ENTRIES SUPPLIED START

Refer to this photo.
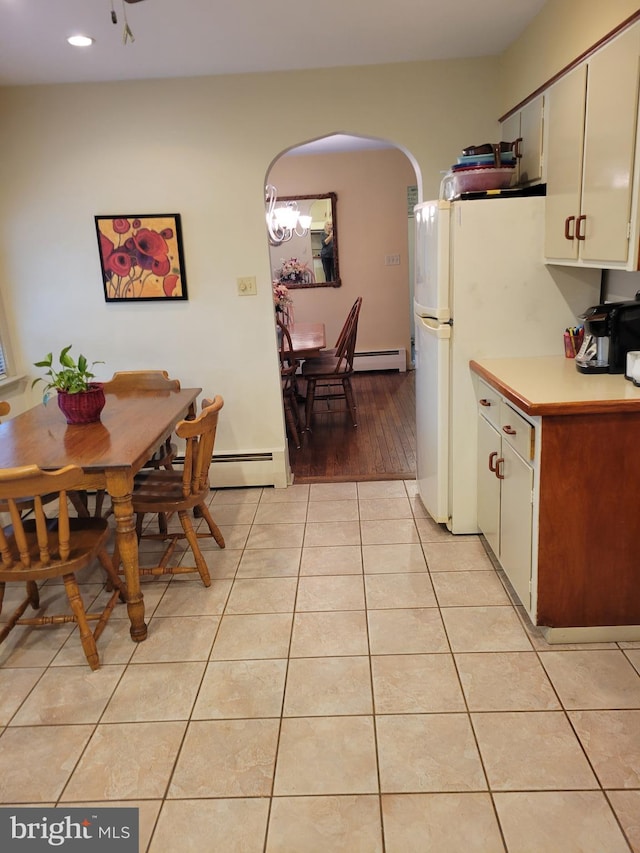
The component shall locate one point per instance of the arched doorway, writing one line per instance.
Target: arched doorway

ENTRIES SUPPLIED END
ENTRIES SUPPLIED START

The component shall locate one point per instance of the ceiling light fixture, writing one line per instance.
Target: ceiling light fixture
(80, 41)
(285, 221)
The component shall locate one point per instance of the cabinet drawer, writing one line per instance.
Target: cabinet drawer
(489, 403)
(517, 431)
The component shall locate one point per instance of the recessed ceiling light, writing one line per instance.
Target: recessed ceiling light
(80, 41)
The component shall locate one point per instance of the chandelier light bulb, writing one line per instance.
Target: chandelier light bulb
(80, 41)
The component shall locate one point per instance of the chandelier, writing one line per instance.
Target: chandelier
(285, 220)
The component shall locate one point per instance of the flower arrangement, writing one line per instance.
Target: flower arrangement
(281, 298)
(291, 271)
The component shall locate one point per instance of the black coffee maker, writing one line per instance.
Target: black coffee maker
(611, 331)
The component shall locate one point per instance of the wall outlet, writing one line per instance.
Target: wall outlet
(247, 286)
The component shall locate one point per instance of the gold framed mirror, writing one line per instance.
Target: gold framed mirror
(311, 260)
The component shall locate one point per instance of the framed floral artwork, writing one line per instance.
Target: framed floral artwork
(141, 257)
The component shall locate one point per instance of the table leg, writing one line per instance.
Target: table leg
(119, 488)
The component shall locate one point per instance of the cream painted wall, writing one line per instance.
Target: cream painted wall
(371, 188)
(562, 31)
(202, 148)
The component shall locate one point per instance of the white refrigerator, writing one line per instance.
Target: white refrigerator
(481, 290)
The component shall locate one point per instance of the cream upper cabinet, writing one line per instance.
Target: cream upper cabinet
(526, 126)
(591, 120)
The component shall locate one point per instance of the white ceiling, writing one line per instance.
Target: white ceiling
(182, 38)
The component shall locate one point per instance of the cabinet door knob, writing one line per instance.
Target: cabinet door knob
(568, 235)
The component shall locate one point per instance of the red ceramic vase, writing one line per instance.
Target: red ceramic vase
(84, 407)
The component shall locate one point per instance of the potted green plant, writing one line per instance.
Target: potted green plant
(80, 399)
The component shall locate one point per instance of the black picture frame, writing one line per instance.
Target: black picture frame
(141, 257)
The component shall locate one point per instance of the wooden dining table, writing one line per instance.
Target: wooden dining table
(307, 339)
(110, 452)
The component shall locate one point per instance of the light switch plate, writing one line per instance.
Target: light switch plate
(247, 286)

ENTRIES SUPPLIED END

▶ [REQUIREMENT]
Looking at the data above, return every line from the one with "knob, writing one line per instance." down to the one with "The component shall locate one point per instance of the wooden", exactly and inclusively.

▶ [RESPONSE]
The component shall locate one point per instance of the cabinet door knob, writing one line per instance.
Target: cabinet door knob
(568, 235)
The component shall locate one point per instance of the red ceramic vase, writing one line per instance.
Target: red ceramic vase
(84, 407)
The component shall locate one point per instance of the potted green plant, writing one line per instance.
Target: potted green plant
(80, 399)
The component shall locate one point per instance of the black picture frame, writing one line per instance.
Target: black picture frame
(141, 257)
The component shall locate one point per instance of the wooden dining table, writing one line per instance.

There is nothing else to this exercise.